▶ What you should do
Skip every line before the one containing "Tag the marsh", then copy that line and the rest of the entries below exactly, through the last line.
━━━━
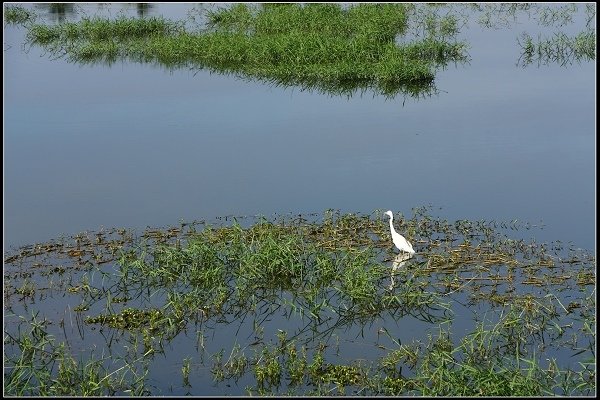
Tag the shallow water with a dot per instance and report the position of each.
(134, 145)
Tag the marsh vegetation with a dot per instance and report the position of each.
(316, 304)
(141, 296)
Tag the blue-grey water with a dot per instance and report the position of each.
(133, 145)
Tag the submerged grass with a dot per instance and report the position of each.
(328, 47)
(330, 276)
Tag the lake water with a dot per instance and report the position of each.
(133, 145)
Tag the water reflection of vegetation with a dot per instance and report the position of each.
(322, 277)
(314, 46)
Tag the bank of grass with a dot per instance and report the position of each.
(332, 274)
(326, 46)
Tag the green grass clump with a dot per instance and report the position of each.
(324, 46)
(330, 279)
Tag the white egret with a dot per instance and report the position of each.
(399, 241)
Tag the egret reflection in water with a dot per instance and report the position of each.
(399, 241)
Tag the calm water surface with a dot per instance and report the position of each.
(135, 145)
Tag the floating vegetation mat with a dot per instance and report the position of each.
(304, 305)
━━━━
▶ Solution to the exercise
Tag the marsh vegetation with a dot per instance and report the position of each.
(316, 304)
(141, 296)
Tag the blue-grey water with a dot per instance and report the position of each.
(133, 145)
Tag the submerged grass with a dot per instance and report the position of each.
(328, 47)
(330, 276)
Tag the lake water with a dot per instance and report the position of each.
(133, 145)
Tag the water reflection of vegetation with a dot per instance and report the position of each.
(322, 277)
(314, 46)
Tag the bank of grass with a dot per instance and report the position of each.
(332, 274)
(326, 46)
Tag the green grass clump with a dot per instance and report the position of each.
(324, 46)
(330, 279)
Tag the white egret with a dot per instance and report the position of each.
(399, 241)
Tag the egret reflection in water with a dot per instance and report the position of each.
(399, 241)
Tag the calm water surface with a dot per instance and report the position of each.
(135, 145)
Tag the floating vegetation mat with a dot per instance and report the position of each.
(304, 305)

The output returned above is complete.